# [Tarefa]
Organize os registros abaixo, do início até a linha com "point(563, 9)", inclusive, em um CSV de duas colunas chamadas "texto" e "resultado", com uma linha por registro. Coloque o texto e a resposta de cada um em um único campo entre aspas e troque as quebras de linha por espaços.

Dados de origem:
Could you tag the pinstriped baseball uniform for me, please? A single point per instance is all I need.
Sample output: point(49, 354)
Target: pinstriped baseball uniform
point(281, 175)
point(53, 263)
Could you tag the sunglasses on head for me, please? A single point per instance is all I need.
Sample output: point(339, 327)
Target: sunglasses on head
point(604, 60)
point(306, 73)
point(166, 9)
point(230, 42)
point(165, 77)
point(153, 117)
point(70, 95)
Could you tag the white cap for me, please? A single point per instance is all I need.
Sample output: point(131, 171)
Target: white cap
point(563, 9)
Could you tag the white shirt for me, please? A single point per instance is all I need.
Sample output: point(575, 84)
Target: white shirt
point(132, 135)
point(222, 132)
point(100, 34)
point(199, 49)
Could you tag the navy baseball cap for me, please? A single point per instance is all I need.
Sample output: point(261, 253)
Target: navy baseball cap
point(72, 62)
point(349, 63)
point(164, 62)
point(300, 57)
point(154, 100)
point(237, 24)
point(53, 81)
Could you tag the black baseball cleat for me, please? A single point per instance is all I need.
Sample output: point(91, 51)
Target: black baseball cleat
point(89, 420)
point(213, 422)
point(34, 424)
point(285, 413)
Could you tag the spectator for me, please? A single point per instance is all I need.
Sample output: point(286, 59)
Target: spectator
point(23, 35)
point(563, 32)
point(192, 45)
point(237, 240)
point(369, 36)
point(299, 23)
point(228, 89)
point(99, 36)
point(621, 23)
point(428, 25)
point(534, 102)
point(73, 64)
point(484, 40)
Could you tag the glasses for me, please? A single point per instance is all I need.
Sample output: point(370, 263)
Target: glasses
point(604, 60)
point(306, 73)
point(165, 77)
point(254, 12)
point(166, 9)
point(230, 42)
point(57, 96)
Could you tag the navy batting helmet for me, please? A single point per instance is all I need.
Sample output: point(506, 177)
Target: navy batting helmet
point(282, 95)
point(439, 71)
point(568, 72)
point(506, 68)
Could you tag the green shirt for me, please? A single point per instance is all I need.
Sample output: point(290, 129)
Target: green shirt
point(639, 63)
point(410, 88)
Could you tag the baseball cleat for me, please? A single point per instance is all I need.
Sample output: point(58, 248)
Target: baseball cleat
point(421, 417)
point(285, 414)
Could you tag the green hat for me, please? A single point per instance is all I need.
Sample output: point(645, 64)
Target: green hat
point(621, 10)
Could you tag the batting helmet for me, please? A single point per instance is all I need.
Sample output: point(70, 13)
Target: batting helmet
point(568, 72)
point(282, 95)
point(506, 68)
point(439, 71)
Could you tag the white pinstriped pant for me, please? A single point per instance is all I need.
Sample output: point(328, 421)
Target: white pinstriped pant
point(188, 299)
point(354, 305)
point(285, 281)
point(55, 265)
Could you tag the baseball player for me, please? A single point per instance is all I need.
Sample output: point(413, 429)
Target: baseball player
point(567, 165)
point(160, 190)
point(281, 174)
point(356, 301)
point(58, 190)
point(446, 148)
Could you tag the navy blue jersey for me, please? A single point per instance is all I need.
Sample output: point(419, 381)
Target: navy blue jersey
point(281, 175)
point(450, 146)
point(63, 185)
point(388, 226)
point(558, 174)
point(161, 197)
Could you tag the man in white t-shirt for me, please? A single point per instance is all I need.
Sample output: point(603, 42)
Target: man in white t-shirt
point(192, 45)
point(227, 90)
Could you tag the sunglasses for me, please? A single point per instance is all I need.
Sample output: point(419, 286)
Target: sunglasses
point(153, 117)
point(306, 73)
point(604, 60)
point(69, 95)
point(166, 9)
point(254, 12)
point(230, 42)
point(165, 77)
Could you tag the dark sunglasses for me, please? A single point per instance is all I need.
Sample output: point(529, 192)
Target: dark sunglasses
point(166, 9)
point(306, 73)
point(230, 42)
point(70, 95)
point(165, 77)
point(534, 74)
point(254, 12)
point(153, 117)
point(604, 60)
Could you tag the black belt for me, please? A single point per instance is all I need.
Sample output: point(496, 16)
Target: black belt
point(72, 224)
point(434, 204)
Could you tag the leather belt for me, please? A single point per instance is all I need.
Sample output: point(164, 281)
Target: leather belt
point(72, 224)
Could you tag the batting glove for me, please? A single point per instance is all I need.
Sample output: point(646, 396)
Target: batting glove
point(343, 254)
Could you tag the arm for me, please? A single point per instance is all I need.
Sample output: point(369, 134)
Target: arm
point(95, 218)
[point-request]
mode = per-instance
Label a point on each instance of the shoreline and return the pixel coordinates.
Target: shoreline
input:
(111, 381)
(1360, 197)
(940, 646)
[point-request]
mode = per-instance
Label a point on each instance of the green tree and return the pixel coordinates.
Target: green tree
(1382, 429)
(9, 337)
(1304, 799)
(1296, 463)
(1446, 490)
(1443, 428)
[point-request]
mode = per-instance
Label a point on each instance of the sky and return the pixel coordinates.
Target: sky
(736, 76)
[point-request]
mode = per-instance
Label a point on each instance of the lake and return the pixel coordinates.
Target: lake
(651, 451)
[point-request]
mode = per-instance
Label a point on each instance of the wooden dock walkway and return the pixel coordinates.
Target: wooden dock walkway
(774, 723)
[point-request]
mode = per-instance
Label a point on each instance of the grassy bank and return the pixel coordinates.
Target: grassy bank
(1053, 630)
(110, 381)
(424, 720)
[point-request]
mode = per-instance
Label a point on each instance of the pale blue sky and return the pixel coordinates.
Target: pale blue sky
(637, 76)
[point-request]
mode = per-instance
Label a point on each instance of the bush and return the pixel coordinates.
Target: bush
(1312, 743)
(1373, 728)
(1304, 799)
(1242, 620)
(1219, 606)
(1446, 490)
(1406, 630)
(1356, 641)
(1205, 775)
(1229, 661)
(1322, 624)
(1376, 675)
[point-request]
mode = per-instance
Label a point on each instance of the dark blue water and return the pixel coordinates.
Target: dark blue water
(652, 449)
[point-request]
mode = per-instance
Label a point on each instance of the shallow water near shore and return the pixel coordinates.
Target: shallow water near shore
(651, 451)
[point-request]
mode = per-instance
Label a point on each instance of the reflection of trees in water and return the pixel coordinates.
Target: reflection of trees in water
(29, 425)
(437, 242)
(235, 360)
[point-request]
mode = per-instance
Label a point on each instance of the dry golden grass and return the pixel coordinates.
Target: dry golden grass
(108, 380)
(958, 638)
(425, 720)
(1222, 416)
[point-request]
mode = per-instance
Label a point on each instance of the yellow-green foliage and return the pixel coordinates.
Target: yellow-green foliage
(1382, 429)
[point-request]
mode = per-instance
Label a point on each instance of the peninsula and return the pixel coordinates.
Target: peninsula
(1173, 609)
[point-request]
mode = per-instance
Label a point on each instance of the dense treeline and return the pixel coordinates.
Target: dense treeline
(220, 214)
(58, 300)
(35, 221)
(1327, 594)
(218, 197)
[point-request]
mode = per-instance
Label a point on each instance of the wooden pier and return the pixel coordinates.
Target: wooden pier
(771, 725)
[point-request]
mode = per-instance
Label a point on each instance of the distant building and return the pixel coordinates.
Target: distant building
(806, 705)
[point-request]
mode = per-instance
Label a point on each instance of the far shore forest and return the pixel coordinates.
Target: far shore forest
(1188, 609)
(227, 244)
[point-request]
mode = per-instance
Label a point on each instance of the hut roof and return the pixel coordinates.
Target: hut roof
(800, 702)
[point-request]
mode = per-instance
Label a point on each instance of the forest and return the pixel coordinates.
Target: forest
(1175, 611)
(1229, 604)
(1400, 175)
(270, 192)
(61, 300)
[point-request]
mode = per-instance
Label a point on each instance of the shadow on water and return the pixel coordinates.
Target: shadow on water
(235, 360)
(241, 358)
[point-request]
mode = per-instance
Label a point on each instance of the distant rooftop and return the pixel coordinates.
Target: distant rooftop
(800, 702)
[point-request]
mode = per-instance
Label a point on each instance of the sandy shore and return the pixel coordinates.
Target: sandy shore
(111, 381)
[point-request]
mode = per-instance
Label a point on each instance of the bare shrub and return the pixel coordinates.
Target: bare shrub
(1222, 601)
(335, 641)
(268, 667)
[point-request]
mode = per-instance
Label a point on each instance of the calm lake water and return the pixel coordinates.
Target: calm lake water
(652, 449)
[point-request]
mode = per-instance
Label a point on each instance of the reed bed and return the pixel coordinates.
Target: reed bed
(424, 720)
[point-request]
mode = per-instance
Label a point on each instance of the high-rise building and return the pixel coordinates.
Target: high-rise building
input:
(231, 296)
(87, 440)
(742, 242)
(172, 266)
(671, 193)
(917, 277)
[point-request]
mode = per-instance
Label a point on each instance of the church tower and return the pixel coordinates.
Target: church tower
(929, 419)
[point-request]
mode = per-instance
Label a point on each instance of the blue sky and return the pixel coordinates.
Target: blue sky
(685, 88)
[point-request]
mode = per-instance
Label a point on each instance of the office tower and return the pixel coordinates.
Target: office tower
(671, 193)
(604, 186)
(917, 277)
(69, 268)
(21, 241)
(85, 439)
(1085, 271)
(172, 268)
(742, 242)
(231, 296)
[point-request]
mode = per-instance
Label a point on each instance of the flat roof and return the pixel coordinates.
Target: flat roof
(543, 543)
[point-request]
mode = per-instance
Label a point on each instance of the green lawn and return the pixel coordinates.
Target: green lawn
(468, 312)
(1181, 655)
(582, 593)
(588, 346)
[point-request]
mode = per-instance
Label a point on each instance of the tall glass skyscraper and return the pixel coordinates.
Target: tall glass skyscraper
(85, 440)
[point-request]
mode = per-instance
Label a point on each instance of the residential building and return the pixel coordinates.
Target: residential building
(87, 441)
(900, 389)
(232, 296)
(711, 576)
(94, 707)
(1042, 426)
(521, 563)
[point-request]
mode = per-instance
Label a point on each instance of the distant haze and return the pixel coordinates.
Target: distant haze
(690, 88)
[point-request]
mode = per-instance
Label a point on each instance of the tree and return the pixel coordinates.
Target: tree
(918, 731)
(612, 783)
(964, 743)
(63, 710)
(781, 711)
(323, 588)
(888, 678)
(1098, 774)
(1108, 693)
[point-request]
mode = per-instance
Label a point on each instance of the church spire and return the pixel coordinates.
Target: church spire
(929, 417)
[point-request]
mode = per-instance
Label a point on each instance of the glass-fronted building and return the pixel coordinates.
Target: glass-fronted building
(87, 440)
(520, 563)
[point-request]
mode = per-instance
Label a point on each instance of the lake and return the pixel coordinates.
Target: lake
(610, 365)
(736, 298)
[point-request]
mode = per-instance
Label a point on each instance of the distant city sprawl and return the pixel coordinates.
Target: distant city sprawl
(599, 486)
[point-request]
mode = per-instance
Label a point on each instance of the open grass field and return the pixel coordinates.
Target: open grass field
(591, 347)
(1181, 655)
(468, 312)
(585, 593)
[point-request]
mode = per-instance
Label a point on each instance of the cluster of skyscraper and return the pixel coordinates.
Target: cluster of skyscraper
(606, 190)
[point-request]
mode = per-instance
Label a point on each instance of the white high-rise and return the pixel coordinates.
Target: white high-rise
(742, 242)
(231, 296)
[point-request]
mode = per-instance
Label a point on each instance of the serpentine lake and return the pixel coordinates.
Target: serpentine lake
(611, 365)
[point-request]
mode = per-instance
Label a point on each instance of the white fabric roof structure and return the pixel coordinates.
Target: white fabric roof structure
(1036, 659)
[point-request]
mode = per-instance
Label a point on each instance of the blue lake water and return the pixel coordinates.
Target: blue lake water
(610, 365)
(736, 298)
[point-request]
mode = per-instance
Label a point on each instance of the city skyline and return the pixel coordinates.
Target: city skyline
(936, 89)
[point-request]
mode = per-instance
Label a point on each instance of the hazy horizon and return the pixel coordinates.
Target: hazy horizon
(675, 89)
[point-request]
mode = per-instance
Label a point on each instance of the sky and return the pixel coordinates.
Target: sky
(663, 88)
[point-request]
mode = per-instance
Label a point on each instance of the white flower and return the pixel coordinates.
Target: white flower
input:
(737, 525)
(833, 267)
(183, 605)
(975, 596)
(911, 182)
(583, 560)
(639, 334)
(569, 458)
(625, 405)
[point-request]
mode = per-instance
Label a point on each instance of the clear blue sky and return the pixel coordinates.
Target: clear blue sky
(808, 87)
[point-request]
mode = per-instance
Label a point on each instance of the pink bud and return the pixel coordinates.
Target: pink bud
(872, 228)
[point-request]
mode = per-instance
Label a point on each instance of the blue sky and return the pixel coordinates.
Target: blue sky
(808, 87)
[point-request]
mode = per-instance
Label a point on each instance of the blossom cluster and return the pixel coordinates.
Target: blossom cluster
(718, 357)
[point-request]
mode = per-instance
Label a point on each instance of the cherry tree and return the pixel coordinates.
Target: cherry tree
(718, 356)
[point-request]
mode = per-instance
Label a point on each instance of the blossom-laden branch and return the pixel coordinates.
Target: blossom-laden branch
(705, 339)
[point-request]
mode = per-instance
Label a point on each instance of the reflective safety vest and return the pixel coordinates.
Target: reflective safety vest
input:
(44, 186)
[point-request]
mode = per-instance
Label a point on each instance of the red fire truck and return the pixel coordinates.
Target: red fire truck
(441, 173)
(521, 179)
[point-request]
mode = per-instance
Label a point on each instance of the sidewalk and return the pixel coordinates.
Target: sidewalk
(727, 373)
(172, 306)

# [Resposta]
texto,resultado
"Could you tag the pinstriped baseball uniform for me, please? A single point per instance is all I need. Sample output: point(49, 354) Target: pinstriped baseball uniform","point(281, 175) point(53, 263)"
"Could you tag the sunglasses on head for me, please? A single point per instance is all I need. Sample output: point(339, 327) Target: sunglasses on head","point(604, 60) point(306, 73) point(166, 9) point(230, 42) point(165, 77) point(153, 117) point(70, 95)"
"Could you tag the white cap for me, please? A single point per instance is all I need. Sample output: point(131, 171) Target: white cap","point(563, 9)"